┌────────
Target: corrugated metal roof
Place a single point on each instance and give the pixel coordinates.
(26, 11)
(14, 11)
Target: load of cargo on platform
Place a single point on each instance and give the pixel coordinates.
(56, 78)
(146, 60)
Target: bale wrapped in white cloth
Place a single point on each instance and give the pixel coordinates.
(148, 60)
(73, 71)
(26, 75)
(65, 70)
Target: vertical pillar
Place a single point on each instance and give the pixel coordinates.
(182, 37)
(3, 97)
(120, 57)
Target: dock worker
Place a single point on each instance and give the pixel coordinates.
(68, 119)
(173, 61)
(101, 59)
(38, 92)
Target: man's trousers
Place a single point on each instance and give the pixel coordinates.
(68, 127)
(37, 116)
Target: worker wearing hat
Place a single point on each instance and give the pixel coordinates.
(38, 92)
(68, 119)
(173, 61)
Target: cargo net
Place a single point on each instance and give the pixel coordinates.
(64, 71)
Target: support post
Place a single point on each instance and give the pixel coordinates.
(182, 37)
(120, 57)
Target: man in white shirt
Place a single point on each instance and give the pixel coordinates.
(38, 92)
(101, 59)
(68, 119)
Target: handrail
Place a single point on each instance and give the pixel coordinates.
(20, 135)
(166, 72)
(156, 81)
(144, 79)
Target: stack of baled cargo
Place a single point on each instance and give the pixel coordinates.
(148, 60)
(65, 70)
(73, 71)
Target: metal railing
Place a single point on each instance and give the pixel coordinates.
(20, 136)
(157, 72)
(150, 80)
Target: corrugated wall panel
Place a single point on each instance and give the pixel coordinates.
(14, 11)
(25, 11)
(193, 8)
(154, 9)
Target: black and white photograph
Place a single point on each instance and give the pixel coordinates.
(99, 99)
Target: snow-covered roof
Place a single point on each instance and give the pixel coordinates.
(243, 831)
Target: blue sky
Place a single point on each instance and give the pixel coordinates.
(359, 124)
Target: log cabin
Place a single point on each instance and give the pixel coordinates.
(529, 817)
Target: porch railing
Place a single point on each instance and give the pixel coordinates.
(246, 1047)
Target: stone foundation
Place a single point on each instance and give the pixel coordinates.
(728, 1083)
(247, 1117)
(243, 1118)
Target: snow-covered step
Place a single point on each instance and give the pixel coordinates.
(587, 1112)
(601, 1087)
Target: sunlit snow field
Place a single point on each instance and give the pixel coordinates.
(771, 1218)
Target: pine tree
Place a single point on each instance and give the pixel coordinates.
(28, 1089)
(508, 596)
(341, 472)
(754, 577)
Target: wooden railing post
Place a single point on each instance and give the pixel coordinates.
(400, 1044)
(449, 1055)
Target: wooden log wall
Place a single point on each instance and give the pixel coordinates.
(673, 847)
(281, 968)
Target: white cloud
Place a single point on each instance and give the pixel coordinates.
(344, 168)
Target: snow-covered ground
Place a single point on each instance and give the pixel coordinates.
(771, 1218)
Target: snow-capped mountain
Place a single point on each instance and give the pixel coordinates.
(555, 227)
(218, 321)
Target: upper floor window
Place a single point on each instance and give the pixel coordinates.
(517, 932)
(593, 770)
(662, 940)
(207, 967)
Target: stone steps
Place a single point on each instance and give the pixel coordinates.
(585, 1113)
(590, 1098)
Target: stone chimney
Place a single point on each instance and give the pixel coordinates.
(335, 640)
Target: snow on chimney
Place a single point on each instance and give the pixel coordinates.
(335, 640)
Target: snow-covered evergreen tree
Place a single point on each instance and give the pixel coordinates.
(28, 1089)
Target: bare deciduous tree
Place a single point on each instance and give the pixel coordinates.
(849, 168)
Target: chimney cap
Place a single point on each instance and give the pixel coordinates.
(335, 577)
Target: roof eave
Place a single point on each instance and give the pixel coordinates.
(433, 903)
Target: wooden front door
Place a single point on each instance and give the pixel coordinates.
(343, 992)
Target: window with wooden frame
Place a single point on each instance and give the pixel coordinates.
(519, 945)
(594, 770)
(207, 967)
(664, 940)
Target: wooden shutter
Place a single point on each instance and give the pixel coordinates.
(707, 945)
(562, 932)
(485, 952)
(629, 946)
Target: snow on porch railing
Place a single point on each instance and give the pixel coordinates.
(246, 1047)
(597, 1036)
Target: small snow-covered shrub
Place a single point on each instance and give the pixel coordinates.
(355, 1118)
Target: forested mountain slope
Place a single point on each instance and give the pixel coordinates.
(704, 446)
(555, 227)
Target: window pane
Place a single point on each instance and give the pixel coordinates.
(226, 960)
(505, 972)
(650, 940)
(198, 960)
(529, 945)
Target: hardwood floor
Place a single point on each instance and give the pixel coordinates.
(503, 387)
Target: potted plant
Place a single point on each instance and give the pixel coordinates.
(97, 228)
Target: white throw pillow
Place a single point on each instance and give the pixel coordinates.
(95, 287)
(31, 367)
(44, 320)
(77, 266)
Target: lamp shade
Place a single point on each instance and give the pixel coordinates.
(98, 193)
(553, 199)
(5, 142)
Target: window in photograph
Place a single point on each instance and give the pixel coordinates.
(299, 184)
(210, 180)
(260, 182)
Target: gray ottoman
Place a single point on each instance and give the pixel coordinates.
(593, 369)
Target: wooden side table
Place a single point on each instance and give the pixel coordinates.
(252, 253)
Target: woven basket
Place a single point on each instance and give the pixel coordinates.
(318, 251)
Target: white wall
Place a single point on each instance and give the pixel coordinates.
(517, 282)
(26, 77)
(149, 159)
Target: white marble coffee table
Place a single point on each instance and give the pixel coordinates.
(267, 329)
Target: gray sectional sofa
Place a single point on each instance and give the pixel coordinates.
└────────
YOUR OBJECTIVE: Work out how many lines in the material above include the word "gray", and write down that number alone.

COMPLETED EXERCISE: 2